— Start of DOCUMENT SECTION —

The “Owner” and the “Manager” together shall be referred to as “Parties” and individually as a “Party”.
WHEREAS
- The Owner is engaged in the business of [INSERT BRIEF DESCRIPTION OF OWNER’S BUSINESS] and desires to engage the services of the Manager for the management and operation of the Business.
- The Manager has the necessary expertise, experience and qualification in business management and is willing to provide such services to the Owner.
- The Owner and manager mutually agree to the terms and conditions outlined in this Agreement, which governs the working relationship between the parties.
- The parties are duly authorized and have the capacity to enter into this agreement.
- Both the parties affirm to understand the provisions contained herein and in case either party requires clarification as to one or more provisions, either party has had the right to seek clarifications or sought legal guidance.
NOW, THEREFORE, in consideration of the mutual promises contained herein and intending to, be legally bound, the Parties have agreed as follows:
- DEFINITIONS
- “Owner” refers to an individual that owns the said Business as mentioned in this agreement.
- “Manager” refers to an individual providing Business management services to the owner as outlined in this agreement.
- “Business” refers to the organization or entity engaged in commercial activity with the purpose of generating income and profits.
- “Confidential Information" means any non-public information, data, documentation, trade secrets, know-how, or any other information disclosed by one party (Owner) to the other party (Manager) in connection with this agreement , whether in written, oral, electronic, or any other form, and identified as confidential or which the Parties should reasonably understand to be confidential.
- “Intellectual Property” refers to any patents, trademarks, service marks ,trade names, copyright, trade secrets, know-how or other intellectual property rights, applications ,registrations mentioned in this agreement thereof.

— End of DOCUMENT SECTION —
— Start of STORED RECORDS —

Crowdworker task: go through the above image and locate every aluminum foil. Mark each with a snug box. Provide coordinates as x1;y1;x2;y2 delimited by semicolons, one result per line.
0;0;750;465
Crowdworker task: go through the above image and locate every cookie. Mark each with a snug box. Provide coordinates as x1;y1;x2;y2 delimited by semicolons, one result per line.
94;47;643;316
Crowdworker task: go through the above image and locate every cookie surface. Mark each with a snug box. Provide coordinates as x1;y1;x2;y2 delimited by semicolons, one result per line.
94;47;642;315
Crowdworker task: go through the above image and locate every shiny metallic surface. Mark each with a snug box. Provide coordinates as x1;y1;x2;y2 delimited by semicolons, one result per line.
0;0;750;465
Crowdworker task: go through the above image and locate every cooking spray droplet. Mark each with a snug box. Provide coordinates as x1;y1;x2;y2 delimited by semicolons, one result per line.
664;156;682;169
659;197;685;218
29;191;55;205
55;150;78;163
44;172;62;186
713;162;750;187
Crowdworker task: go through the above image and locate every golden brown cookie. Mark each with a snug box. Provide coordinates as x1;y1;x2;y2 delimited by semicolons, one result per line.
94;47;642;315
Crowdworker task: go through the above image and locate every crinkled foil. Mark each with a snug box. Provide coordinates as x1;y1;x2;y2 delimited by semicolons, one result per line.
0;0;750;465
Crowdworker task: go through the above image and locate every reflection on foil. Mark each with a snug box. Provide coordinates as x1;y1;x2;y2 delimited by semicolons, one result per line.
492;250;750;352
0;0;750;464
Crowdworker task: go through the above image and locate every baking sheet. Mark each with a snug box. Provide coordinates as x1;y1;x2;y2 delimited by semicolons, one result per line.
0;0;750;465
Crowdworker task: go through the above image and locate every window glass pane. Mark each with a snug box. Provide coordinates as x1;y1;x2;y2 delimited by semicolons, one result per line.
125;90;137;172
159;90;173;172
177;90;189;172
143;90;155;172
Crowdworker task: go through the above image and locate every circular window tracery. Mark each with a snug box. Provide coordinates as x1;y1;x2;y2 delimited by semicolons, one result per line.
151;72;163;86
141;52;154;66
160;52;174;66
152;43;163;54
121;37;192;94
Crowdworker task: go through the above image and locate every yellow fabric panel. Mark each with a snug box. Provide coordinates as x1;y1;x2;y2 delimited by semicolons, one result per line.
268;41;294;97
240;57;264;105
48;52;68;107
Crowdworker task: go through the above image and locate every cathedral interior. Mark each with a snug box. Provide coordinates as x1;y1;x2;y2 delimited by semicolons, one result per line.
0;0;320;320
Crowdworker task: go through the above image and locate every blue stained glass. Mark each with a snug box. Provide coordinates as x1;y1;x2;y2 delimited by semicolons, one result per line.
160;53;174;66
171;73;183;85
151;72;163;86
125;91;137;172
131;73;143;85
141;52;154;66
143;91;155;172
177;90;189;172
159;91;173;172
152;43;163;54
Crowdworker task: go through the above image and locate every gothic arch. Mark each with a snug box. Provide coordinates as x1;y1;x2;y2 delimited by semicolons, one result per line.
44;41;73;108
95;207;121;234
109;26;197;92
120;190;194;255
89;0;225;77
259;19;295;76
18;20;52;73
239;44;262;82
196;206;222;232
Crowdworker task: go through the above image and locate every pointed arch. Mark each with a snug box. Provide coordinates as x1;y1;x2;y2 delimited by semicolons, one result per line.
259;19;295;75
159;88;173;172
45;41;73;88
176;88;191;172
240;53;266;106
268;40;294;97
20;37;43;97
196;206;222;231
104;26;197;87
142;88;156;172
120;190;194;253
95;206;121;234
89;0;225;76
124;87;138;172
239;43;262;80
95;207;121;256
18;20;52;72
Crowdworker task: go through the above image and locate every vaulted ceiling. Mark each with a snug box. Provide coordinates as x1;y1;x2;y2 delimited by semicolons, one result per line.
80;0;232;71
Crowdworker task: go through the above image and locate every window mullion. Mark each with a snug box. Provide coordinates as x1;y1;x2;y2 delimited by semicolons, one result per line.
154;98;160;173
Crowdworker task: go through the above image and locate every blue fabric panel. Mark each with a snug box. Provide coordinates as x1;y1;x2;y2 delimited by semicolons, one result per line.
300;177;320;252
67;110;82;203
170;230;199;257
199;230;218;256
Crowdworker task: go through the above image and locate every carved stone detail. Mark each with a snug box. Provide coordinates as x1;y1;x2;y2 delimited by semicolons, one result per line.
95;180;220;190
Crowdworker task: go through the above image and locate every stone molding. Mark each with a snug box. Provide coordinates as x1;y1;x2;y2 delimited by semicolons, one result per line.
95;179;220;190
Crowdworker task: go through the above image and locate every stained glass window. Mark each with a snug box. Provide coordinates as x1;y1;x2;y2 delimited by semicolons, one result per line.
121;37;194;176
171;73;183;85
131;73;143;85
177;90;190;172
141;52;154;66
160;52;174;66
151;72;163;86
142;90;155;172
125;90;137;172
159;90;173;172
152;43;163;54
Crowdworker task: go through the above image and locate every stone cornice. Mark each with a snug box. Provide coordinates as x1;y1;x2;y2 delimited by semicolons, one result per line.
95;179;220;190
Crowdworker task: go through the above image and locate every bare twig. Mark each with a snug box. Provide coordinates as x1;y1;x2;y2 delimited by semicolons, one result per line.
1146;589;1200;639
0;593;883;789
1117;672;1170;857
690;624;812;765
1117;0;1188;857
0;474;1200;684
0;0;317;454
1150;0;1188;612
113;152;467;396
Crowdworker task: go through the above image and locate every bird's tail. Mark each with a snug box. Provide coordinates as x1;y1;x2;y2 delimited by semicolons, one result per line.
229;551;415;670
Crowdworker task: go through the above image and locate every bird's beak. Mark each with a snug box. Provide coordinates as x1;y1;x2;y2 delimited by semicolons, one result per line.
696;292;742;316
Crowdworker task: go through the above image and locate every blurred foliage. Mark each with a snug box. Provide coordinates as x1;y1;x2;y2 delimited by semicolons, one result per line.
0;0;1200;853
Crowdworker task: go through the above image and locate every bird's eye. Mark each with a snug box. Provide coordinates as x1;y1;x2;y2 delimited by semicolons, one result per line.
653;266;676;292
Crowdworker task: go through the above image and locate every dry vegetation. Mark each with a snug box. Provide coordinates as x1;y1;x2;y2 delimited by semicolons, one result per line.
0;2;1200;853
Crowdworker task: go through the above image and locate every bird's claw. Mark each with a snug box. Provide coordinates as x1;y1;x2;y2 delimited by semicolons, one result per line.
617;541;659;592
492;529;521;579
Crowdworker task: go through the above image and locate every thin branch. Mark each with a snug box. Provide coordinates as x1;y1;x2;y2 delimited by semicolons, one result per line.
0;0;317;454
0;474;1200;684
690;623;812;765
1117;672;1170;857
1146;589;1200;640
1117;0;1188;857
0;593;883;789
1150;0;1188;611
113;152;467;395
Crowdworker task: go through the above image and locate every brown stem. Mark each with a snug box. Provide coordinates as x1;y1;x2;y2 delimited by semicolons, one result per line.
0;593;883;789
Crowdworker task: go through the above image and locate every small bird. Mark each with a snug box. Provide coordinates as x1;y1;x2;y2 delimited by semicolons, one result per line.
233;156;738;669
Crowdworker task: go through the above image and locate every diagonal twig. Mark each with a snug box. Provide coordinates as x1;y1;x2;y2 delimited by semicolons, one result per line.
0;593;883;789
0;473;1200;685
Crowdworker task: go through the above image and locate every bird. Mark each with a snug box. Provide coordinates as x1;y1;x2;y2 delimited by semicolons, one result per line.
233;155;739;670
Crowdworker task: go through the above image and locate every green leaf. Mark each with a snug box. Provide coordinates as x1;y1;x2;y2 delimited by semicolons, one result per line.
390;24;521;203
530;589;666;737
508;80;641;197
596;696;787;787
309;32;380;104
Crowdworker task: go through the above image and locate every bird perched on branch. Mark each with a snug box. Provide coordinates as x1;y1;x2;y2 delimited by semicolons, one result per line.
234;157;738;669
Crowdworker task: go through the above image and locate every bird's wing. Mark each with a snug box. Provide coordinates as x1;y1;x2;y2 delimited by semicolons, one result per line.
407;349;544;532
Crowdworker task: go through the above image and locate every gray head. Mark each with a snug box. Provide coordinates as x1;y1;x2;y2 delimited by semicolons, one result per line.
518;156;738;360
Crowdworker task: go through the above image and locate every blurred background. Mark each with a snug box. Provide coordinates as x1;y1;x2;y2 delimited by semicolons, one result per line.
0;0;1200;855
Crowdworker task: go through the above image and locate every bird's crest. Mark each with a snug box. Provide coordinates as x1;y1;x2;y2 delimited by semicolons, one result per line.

— End of STORED RECORDS —

GIVEN EXERCISE A: In the management agreement, swap "legal guidance" for "legal advice" and write out the passage between "- The Manager" and "sought legal guidance.", inclusive.
GIVEN EXERCISE B: Carry on the management agreement past its final line.

FINAL RESULT A:
- The Manager has the necessary expertise, experience and qualification in business management and is willing to provide such services to the Owner.
- The Owner and manager mutually agree to the terms and conditions outlined in this Agreement, which governs the working relationship between the parties.
- The parties are duly authorized and have the capacity to enter into this agreement.
- Both the parties affirm to understand the provisions contained herein and in case either party requires clarification as to one or more provisions, either party has had the right to seek clarifications or sought legal advice.

FINAL RESULT B:
- SCOPE OF SERVICES
- During the term of this agreement, the manager shall provide the following business Management services such as;
- Financial and Contract management- Manager will oversee and manage the financial aspects of the owner, business including but not limited to financial reporting and cash flow management.
- Operational support- Manager will assist in the day-to-day operational activities of the business providing workflow optimization and resource allocation.
- Other services- [INSERT ANY ADDITIONAL SERVICE WHICH THE OWNER WANTS FROM THE MANAGER]
- Manager will provide regular updates and reports to the owner summarizing the status of the business and progress.
- The Owner has no right to assign any other services to the Manager other than as specifically mentioned in this agreement.
- During the term of this agreement, the manager shall provide the following business Management services such as;
- TERM
- This Agreement shall commence on the effective date of [INSERT DATE OF AGREEMENT] and continue for [INSERT TERM PERIOD OF AGREEMENT IN DAYS/MONTHS/YEARS] as agreed by the parties. The Agreement may be terminated earlier in accordance with the termination provisions set forth herein, including termination upon mutual written consent or any other conditions specified within the Agreement that allow for early termination.
- OBLIGATIONS AND RESPONSIBILITIES
- The Manager shall be responsible for maintaining all financial records, overseeing inventory management, supply chain and recommending timely improvements to achieve monthly goals and long-term objectives of the business.
- Manager shall provide regular reports and must maintain the confidentiality of such reports or sensitive data of the business.
- The Manager shall respond to all inquiries and requests from the owner in a timely manner.
- The Manager agrees to carry out these duties with due diligence and in the best interest of the Owner. The Manager shall exercise reasonable care and skill in performing these responsibilities and shall make decisions based on their professional expertise and experience.
- Owner agrees to cooperate with the Manager, providing necessary information, access and resources required for rendering such services.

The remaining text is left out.